**The problem:**
Which lines in the data below contain "positive" with matching case? List each one in full.

━━━━━ Records supplied ━━━━━

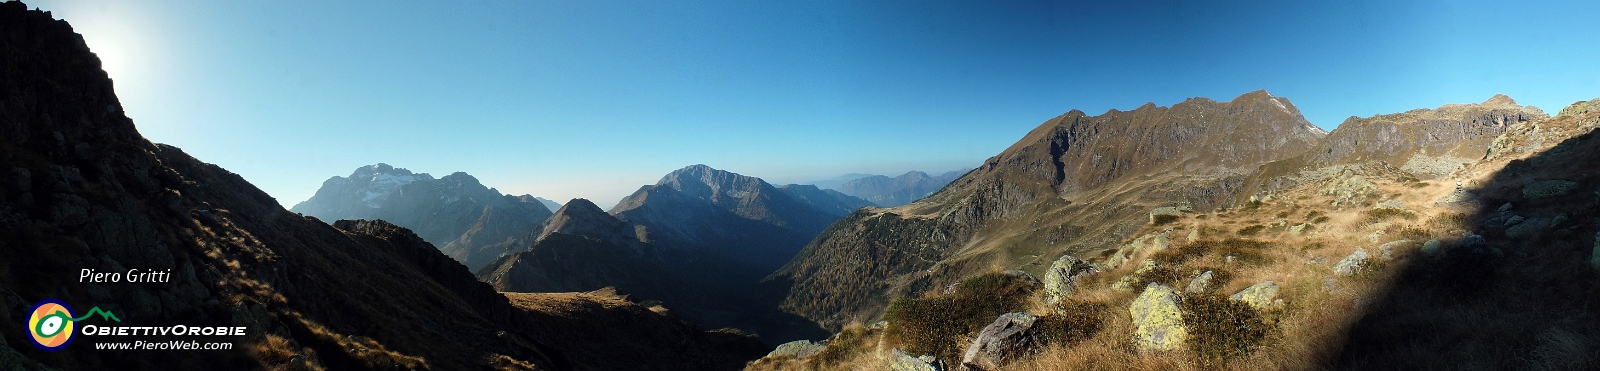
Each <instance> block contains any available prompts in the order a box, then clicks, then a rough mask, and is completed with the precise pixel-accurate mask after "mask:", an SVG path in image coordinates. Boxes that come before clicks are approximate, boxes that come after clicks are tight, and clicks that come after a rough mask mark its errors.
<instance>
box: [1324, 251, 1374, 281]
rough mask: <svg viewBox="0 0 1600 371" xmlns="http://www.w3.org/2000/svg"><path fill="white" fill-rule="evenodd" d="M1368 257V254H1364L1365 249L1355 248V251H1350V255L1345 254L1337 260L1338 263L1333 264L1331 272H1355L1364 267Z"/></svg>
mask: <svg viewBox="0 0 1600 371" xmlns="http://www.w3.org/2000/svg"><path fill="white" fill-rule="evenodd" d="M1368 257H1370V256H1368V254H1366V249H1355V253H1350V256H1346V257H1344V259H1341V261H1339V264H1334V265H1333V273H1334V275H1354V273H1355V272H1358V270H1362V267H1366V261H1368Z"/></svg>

━━━━━
━━━━━ Records supplied ━━━━━

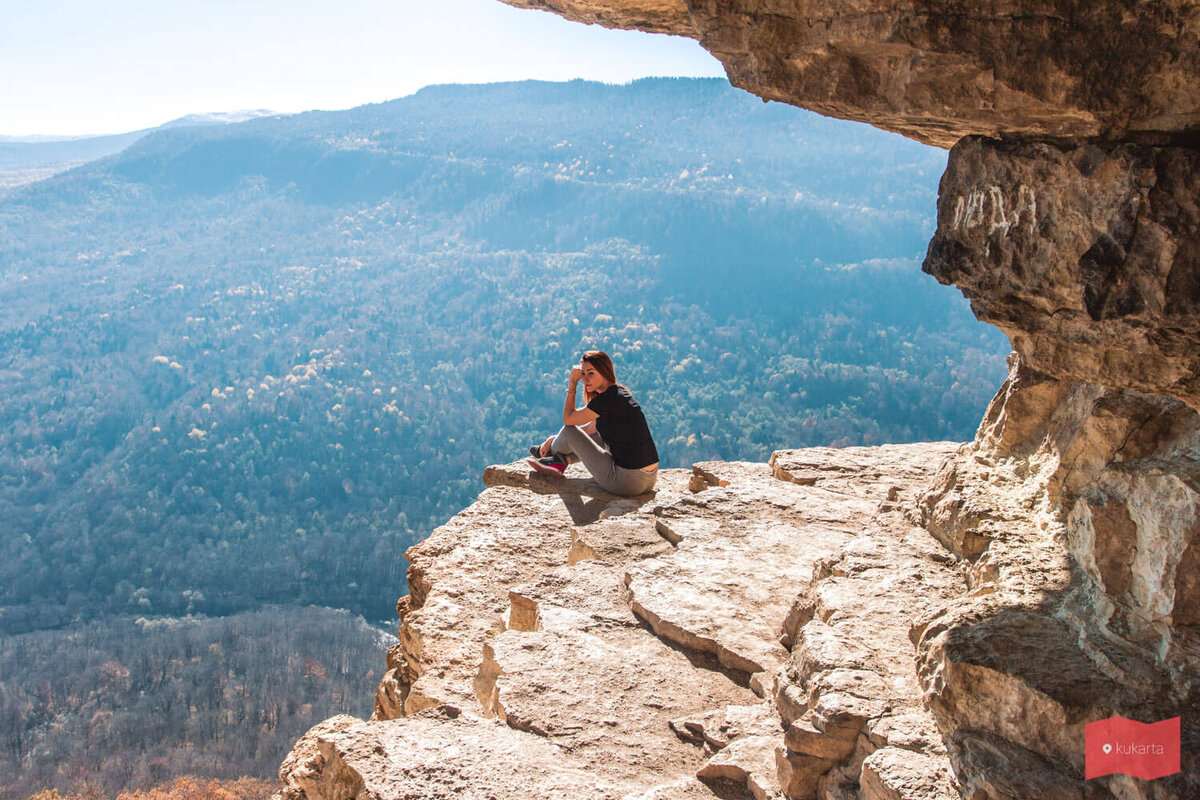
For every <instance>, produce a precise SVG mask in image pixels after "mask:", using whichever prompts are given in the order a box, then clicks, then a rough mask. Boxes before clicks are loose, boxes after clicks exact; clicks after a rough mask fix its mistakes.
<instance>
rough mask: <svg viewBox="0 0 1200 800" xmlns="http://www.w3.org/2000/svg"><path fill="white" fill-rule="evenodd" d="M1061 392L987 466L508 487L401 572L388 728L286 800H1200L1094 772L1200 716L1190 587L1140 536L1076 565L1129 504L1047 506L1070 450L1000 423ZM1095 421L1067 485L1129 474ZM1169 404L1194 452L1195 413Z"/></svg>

━━━━━
━━━━━ Records supplied ━━━━━

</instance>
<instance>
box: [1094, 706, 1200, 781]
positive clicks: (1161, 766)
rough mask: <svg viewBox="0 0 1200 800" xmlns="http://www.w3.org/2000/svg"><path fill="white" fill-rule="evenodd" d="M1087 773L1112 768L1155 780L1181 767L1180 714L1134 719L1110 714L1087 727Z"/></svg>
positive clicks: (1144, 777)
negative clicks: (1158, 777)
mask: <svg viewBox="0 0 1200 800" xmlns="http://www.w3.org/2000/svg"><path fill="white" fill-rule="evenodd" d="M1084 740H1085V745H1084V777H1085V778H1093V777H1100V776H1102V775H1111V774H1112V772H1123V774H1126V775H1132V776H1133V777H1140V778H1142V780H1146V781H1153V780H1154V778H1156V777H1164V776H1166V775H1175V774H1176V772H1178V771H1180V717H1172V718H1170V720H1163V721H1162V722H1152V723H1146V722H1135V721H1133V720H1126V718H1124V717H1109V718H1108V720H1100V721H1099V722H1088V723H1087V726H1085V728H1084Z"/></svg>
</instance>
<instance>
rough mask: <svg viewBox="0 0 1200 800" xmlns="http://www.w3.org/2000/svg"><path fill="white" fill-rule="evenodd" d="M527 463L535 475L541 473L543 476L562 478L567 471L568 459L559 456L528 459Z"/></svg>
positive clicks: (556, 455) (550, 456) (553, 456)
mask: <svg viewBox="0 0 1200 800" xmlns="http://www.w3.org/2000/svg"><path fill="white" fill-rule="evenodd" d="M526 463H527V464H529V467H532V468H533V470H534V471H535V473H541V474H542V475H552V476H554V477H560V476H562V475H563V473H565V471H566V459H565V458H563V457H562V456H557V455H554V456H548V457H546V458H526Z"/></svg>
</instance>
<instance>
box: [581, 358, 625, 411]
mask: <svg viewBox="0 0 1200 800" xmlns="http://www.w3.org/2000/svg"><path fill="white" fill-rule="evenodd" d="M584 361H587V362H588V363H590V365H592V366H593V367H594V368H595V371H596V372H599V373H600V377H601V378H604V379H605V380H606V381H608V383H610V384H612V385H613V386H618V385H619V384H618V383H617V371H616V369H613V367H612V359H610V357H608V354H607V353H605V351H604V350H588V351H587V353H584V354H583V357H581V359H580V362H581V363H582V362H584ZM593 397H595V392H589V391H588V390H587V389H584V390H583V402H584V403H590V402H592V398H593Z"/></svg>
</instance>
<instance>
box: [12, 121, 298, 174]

━━━━━

**Result:**
positive clicks: (1161, 766)
positive clicks: (1144, 777)
positive clicks: (556, 455) (550, 456) (553, 456)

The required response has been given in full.